• _Passage shown_:
Test 2 – Random Memory Access
Wait a minute you may say. Isn’t sequential and random access something we only have to worry about with I/O systems? Perhaps, but how about putting it to the test?
Let me modify my test slightly. Instead of looping through parts of the buffer in sequence, let us supply the test with a walk argument:
int traverseBuffer(const dataPage* buffer, const int pageLookups
, const int* walk)
register int runningSum = 0;
for(register int i = 0; i<pageLookups; ++i)
runningSum += buffer[walk[i]].payload;
The walk parameter is a simply array with exactly the same number of elements as buffer, but populated with a random ordering of the offsets in buffer. The code to do this looks like this:
int* randomWalk = new int[bufferSize];
int* sequentialWalk = new int[bufferSize];
int* singleWalk = new int[bufferSize];
for(int i = 0; i<bufferSize; ++i)
randomWalk[i] = i;
sequentialWalk[i] = i;
singleWalk[i] = 0;
/* Randomize array */
for(int i = 0; i<bufferSize; i++)
swapArray(randomWalk, abs(rand() % bufferSize)
, abs(rand() % bufferSize));
By passing the randomWalk array into traverseBuffer we can visit elements in a random order instead of sequentially.
But we have to be careful now. The new test is not directly comparable to test 1. Because the new traverseBuffer needs another CPU instruction and memory fetch to get the walk array.
To make a true apples with apples compare, I created a sequentialWalk array that can also be passed to the test, simulating the same access pattern as in test 1, but with the new number of CPU instructions matched to the random walk. Furthermore, to illustrate a later point, I create an array that ONLY visits element zero, no matter how many iterations are done over the pageCount. This allows us to explore the code running at a VERY small cache footprint.
Without further ado, let us look at the results:
Now THAT is interesting isn’t it? Notice how the sequential access of memory is MUCH faster (About 2x) than the random access. And this happens even when the cache is being missed beyond the 3MB drop-off. Our 28 CPU instructions per memory fetch was overly optimistic. Beyond the 3MB barrier, when randomly traversing memory, we can only sustain 40M fetches/second. This means that a random memory access will cost around 50 CPU instructions. And this isn’t even a NUMA system!
Another thing to notice is the green line data points above. This is the “perfect machine” numbers that a naïve approach to hardware would assume. When the accessed memory becomes small enough to fit into the lower level caches (32KB and 256K in my case), it seems that we can get full benefit of the CPU instructions and we only need around 2-3 CPU instruction for every loop iteration, including the memory fetch.
Why is sequential memory fetch faster than random?
Why is it so beneficial to access memory sequentially? This is mainly caused by an interesting optimizations that the CPU does. If the CPU heuristics detects that memory is being fetched in a linear manner, it will try to prefetch memory to anticipate the CPU requiring it. Because memory is being requested before it is needed, it will already be in the cache when the CPU requests the memory line. You get a pipeline effect that is only limited by the bandwidth of the memory bus.
However, to make use of this optimization, your code will have to understand how a modern CPU works and you must traverse data structures in the right way.
In this blog I have scratched the surface of what modern hardware architectures look like. We have had a chance to peek inside a CPU and been able to quantify the effect of CPU caches. I hope I have given you an idea of the types of performance gain you can get, if you code in a way that is friendly to the hardware, not just to some abstract/virtualized thinking of the world.
There are much deeper things to explore, for example an illustration on how you diagnose these issues in a real, non synthetic workload. Perhaps this will be the subject of a future blog or a course I may run.

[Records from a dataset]
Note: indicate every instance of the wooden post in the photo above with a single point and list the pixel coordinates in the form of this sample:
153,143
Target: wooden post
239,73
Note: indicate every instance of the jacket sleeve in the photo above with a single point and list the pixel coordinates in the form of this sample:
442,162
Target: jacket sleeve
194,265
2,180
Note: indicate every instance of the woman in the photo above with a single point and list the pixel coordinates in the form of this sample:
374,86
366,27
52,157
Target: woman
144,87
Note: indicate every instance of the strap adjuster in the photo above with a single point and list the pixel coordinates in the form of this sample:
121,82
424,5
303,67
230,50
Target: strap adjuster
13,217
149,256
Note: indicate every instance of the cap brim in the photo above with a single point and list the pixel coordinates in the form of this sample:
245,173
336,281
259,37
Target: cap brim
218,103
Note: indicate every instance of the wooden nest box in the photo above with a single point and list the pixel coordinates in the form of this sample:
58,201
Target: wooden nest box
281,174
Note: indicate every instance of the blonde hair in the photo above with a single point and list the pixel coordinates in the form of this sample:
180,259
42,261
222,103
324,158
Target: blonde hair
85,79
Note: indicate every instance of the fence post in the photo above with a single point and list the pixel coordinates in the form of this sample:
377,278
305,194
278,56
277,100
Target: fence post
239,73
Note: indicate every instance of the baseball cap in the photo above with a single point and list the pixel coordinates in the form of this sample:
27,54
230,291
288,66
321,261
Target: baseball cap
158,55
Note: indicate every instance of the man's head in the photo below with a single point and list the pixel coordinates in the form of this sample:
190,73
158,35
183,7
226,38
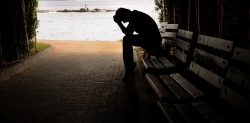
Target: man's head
123,14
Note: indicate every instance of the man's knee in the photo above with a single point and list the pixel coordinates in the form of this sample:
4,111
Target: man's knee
126,38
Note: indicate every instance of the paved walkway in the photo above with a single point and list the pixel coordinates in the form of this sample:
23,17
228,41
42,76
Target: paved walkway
78,82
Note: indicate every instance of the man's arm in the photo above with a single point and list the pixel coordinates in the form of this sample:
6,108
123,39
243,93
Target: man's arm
125,30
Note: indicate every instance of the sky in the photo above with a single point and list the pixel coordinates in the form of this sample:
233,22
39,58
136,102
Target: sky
91,4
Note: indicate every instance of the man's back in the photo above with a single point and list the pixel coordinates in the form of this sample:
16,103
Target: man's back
145,26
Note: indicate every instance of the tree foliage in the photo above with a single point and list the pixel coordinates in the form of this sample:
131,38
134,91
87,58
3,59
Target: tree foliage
18,30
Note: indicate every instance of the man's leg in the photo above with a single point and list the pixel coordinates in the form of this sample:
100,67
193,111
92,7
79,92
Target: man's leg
128,59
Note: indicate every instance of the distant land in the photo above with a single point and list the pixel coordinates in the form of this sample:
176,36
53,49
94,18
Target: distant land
80,10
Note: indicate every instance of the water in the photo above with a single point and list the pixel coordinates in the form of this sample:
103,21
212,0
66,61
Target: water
87,26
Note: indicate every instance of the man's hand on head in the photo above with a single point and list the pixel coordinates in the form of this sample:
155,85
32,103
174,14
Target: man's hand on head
116,19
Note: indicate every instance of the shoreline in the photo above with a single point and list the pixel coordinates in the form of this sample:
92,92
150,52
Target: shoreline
69,40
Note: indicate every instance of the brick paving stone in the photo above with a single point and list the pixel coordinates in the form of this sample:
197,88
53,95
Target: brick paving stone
79,82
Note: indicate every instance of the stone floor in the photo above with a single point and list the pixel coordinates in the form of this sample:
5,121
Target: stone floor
78,82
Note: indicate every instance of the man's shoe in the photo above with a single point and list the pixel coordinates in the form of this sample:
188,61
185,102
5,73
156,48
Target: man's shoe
128,77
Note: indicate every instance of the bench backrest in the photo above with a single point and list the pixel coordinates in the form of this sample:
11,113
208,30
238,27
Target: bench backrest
236,89
168,31
182,44
210,59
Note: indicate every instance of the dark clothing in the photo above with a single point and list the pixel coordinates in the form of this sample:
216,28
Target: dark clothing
148,35
146,28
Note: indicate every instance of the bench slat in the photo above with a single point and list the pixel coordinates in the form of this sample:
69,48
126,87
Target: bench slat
217,43
185,34
170,112
184,83
208,113
168,34
216,59
241,55
183,44
147,64
163,24
171,26
157,86
238,77
180,55
166,62
156,63
209,76
174,87
237,100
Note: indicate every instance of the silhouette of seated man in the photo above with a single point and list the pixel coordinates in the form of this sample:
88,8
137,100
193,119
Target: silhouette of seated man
148,36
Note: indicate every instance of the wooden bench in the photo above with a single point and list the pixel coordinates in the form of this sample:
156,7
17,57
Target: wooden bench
168,34
204,76
233,104
181,51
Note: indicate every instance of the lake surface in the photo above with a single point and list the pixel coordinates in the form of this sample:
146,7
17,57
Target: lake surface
88,26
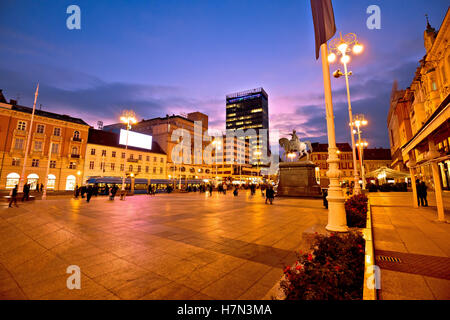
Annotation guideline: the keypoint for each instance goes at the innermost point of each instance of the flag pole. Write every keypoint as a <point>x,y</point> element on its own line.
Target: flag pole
<point>337,220</point>
<point>22,176</point>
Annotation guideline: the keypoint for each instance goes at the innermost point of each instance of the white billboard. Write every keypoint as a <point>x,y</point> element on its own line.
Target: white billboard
<point>135,139</point>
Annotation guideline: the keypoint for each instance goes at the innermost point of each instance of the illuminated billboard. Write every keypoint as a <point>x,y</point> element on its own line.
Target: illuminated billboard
<point>135,139</point>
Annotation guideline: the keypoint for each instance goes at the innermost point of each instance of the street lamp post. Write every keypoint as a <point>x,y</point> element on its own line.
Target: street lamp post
<point>128,117</point>
<point>360,121</point>
<point>343,46</point>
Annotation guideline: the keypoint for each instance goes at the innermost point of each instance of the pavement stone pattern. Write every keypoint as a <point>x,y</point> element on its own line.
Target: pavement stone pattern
<point>418,240</point>
<point>177,246</point>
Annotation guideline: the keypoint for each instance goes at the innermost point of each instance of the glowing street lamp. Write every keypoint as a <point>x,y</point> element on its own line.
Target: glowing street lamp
<point>128,117</point>
<point>342,46</point>
<point>358,123</point>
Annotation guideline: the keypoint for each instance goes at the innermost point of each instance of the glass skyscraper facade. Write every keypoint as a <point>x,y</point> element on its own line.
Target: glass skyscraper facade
<point>249,110</point>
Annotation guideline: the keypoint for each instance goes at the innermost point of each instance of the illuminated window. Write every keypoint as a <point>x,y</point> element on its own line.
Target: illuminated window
<point>18,145</point>
<point>40,128</point>
<point>21,125</point>
<point>38,146</point>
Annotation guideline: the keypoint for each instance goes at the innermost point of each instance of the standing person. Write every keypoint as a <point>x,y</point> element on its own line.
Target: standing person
<point>424,199</point>
<point>270,195</point>
<point>419,192</point>
<point>14,196</point>
<point>90,191</point>
<point>26,192</point>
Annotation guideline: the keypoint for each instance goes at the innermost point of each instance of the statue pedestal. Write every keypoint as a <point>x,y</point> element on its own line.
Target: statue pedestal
<point>298,179</point>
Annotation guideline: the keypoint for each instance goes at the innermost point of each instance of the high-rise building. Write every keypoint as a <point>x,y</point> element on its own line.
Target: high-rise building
<point>249,110</point>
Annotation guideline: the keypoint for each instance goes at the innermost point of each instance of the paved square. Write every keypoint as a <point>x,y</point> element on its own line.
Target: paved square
<point>178,246</point>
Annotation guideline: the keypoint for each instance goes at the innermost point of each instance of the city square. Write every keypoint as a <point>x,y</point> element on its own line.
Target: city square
<point>264,152</point>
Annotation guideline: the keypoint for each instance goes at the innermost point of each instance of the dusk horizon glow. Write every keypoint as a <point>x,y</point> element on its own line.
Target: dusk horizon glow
<point>175,57</point>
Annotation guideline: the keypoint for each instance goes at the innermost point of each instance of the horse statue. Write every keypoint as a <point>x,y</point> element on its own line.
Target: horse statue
<point>295,145</point>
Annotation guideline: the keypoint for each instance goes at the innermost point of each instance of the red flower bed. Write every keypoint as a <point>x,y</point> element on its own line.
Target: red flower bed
<point>356,210</point>
<point>334,271</point>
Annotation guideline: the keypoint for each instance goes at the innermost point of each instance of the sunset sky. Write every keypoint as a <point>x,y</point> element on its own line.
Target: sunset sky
<point>166,57</point>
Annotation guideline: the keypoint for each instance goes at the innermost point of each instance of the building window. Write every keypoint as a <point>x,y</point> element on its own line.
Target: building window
<point>21,125</point>
<point>55,148</point>
<point>38,146</point>
<point>51,182</point>
<point>40,128</point>
<point>18,145</point>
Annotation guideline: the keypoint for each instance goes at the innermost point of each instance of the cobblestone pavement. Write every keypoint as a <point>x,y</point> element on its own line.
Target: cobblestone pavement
<point>416,246</point>
<point>178,246</point>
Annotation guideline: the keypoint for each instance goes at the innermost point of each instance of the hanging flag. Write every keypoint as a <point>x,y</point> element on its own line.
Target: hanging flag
<point>324,24</point>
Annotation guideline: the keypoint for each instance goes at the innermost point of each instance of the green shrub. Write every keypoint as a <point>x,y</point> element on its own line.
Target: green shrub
<point>356,210</point>
<point>333,271</point>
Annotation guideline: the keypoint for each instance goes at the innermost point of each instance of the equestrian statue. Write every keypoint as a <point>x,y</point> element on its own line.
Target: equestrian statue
<point>295,146</point>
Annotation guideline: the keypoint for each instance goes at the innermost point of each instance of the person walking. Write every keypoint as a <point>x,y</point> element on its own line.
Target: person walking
<point>270,195</point>
<point>26,192</point>
<point>14,196</point>
<point>424,197</point>
<point>90,191</point>
<point>419,192</point>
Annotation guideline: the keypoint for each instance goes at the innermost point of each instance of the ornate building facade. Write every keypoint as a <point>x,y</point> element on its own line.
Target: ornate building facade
<point>57,142</point>
<point>426,153</point>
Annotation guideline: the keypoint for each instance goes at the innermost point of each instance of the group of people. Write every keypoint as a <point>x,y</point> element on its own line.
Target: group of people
<point>25,194</point>
<point>422,193</point>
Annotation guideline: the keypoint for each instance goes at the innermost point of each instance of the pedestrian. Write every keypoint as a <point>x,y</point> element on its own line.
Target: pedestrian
<point>419,192</point>
<point>424,199</point>
<point>26,192</point>
<point>13,198</point>
<point>270,195</point>
<point>90,191</point>
<point>324,197</point>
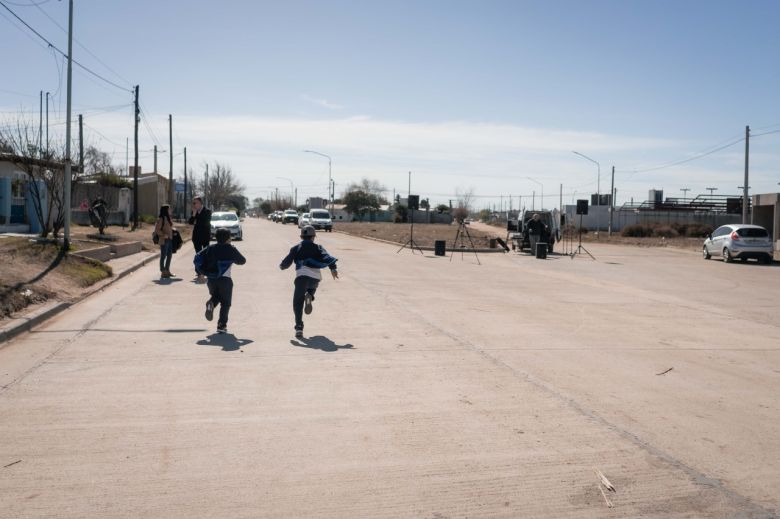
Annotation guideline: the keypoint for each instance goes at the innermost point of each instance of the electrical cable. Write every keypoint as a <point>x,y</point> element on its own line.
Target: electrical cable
<point>50,44</point>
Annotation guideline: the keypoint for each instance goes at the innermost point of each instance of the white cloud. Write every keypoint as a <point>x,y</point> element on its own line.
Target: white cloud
<point>492,158</point>
<point>324,103</point>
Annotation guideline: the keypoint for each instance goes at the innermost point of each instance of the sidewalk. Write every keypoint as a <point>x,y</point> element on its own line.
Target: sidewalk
<point>33,316</point>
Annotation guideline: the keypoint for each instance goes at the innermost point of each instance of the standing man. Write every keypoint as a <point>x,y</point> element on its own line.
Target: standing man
<point>201,232</point>
<point>536,228</point>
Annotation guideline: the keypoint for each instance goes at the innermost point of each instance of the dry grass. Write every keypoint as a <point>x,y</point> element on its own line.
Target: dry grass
<point>424,234</point>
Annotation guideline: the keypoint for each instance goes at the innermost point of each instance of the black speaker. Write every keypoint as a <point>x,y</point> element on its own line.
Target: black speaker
<point>733,206</point>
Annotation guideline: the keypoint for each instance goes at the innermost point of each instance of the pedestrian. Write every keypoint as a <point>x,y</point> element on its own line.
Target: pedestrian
<point>164,230</point>
<point>536,229</point>
<point>215,262</point>
<point>309,258</point>
<point>201,231</point>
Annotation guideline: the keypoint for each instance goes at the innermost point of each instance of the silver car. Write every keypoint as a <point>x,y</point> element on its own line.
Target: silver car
<point>739,241</point>
<point>227,220</point>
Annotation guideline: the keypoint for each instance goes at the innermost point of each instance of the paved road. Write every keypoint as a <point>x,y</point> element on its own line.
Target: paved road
<point>424,388</point>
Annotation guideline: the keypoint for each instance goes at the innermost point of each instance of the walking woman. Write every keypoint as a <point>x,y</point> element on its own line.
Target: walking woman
<point>164,229</point>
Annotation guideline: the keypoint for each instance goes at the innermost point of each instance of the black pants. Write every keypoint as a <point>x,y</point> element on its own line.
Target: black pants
<point>221,291</point>
<point>199,243</point>
<point>303,285</point>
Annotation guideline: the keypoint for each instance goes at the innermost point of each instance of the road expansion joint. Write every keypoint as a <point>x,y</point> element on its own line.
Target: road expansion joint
<point>742,502</point>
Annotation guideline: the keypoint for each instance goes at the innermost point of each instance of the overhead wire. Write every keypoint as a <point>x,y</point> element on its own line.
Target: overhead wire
<point>50,44</point>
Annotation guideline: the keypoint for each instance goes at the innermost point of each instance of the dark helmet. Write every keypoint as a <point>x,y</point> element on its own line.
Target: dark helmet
<point>308,232</point>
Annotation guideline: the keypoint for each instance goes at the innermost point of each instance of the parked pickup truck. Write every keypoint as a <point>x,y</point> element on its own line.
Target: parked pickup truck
<point>517,232</point>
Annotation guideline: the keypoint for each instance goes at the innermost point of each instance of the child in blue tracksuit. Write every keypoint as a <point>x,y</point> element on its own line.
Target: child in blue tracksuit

• _What you will do_:
**a.** In the blog post on memory access, rewrite the paragraph beginning "Why is it so beneficial to access memory sequentially?" as a short list that keeps its main facts.
**b.** According to the blog post on memory access, how many fetches per second can be sustained when memory is traversed randomly beyond the 3MB barrier?
**c.** Why does the blog post on memory access say the new random-walk test is not directly comparable to test 1?

• _Solutions to each task_:
**a.**
- Sequential memory access is faster mainly because of a CPU optimization.
- If the CPU heuristics detect that memory is being fetched linearly, the CPU prefetches memory before it is needed.
- That memory is then already in the cache when the CPU requests the memory line.
- The result is a pipeline effect limited only by the bandwidth of the memory bus.

**b.** About 40M fetches per second.

**c.** The new traverseBuffer needs another CPU instruction and memory fetch to get the walk array. To make a fair comparison, a sequentialWalk array was created that follows the same access pattern as test 1 but matches the random walk's number of CPU instructions.